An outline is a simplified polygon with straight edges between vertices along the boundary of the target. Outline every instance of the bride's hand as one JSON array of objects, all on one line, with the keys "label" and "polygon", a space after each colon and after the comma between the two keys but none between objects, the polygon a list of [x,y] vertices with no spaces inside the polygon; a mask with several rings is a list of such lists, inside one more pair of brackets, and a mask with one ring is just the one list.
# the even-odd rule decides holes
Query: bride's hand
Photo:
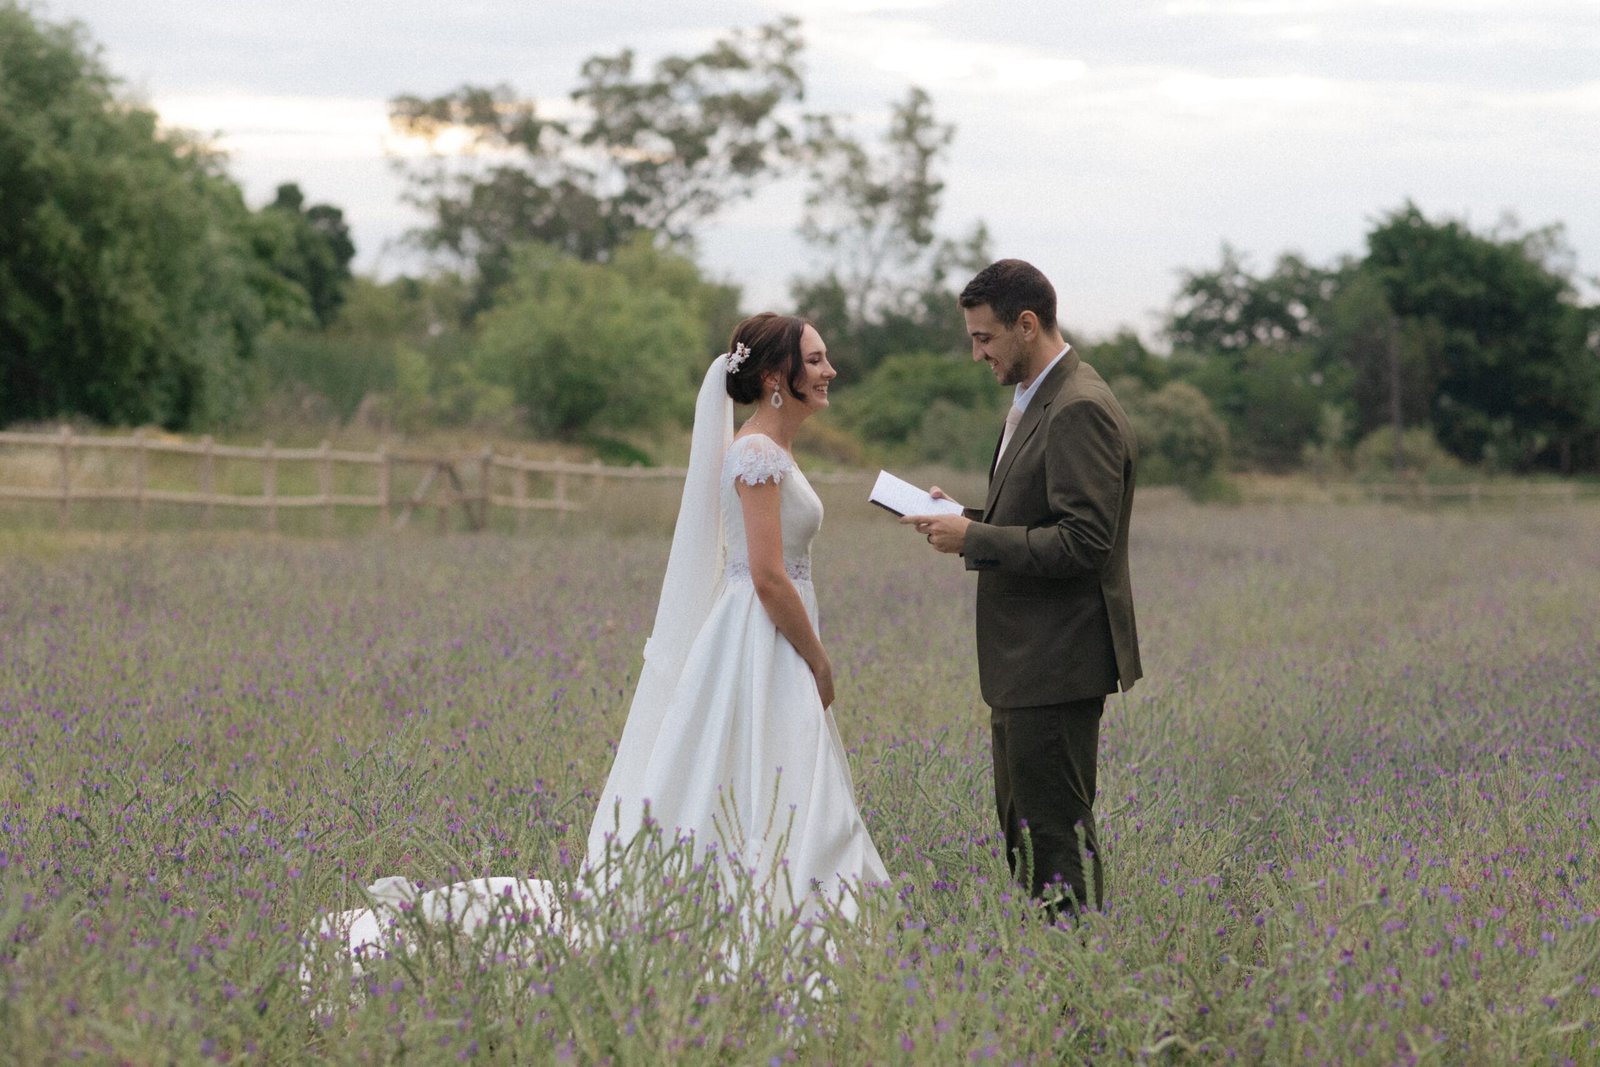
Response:
[{"label": "bride's hand", "polygon": [[821,665],[813,663],[811,673],[817,679],[817,695],[822,698],[822,706],[833,707],[833,664],[824,657]]}]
____
The task — Reproduce each entry verbatim, excluding any embedded images.

Worked solution —
An outline is a simplified polygon with straight edges between vertices along the boundary of the target. Outline every instance of the bride's hand as one JSON array of objects, all on one line, with the keys "label" and "polygon", a space after each colon and after the comma between the two keys but none between objects, the polygon a list of [x,y] vertices with no spaces inside the polygon; a mask with several rings is a list of such lists, inside one more pair of brackets, and a mask with one ring is just the one list.
# the even-odd rule decides holes
Query: bride's hand
Photo:
Response:
[{"label": "bride's hand", "polygon": [[821,665],[813,663],[811,673],[817,679],[817,695],[822,698],[822,706],[833,707],[833,664],[824,657]]}]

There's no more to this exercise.